• TEXT SEGMENT:
▽

[lnkForumImage]
TotalShareware - Download Free Software

Confronta i prezzi di migliaia di prodotti.
Asp Forum
 Home | Login | Register | Search 


 

Forums >

comp.lang.ruby

[ANN] ICU4R 0.1.0 - initial release

Lugovoi Nikolai

1/19/2006 8:14:00 AM

==ICU4R v.0.1.0 - initial release ==

= Abstract

ICU4R is an attempt to provide better Unicode support for Ruby, based
on ICU library.

Project Site: http://rubyforge.org/proje...

Download: http://rubyforge.org/frs/download.php/8116/icu4r-0....

RDoc: http://icu4r.ruby...

= Install Notes

To build ICU4R you'll need GCC and ICU v3.4 libraries, which can be
downloaded from
http://ibm.com/software/globalization/icu/dow...

Build and install:
ruby extconf.rb && make && make check && make install

= Features

ICU4R is Ruby C-extension binding for ICU library.

△

• INFORMATION SUPPLIED:
▽

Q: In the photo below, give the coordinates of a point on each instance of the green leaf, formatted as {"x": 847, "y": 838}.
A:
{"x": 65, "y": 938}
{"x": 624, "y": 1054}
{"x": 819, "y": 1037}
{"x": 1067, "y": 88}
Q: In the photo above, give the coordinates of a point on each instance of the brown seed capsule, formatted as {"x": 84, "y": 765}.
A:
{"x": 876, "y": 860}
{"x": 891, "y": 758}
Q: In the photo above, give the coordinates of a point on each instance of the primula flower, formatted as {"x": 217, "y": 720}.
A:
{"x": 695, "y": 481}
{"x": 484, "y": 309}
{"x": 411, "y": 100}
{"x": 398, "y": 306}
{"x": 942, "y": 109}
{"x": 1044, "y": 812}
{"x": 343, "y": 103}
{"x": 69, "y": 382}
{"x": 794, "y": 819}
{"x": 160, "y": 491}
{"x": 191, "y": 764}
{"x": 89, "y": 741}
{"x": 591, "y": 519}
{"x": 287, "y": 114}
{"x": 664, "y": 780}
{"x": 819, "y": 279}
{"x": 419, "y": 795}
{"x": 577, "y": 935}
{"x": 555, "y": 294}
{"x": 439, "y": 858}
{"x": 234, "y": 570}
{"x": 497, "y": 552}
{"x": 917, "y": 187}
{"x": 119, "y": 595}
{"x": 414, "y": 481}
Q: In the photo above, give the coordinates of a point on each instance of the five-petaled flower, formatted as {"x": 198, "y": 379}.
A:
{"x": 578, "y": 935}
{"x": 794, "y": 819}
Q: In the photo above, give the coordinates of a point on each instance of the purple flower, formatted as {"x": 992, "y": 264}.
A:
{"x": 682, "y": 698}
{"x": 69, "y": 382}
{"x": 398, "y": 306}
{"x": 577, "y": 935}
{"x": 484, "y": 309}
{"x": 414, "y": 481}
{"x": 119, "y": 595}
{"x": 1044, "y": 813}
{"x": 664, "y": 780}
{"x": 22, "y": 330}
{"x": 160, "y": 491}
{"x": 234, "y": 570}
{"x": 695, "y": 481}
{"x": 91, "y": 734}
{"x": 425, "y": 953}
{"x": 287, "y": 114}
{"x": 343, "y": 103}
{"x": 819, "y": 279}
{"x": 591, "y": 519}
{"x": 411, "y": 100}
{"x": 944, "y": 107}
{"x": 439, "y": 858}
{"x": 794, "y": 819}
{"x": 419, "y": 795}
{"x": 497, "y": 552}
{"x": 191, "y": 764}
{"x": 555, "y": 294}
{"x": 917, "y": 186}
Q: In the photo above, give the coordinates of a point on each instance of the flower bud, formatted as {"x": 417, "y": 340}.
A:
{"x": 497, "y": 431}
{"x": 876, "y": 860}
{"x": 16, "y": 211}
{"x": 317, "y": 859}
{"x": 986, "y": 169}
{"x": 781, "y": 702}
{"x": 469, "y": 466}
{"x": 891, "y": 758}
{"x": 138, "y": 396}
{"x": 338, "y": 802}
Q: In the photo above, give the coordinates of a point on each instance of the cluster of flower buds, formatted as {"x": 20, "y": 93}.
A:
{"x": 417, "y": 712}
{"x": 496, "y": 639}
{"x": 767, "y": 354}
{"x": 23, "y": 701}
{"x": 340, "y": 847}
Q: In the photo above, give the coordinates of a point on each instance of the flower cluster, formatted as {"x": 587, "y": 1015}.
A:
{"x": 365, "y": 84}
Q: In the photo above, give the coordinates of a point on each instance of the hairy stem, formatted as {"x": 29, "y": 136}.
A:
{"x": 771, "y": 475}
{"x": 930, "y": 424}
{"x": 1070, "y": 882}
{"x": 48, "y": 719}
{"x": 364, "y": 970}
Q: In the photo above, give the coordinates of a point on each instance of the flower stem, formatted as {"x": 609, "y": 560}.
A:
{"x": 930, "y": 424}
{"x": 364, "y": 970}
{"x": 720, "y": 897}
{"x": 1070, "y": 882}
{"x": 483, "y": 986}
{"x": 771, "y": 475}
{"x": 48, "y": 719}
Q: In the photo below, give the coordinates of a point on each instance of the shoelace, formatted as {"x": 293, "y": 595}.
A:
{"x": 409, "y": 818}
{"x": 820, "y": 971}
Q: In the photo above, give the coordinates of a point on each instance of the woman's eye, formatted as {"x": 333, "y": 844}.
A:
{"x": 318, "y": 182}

△

• SHORT TASK 1: What does the ICU4R announcement say is needed to build ICU4R?
• SHORT TASK 2: Rewrite the ICU4R announcement's text from "[ANN] ICU4R 0.1.0" down to "on ICU library.", swapping "better" for "improved".

• ANSWER 1: GCC and ICU v3.4 libraries.

• ANSWER 2:
[ANN] ICU4R 0.1.0 - initial release

Lugovoi Nikolai

1/19/2006 8:14:00 AM

==ICU4R v.0.1.0 - initial release ==

= Abstract

ICU4R is an attempt to provide improved Unicode support for Ruby, based
on ICU library.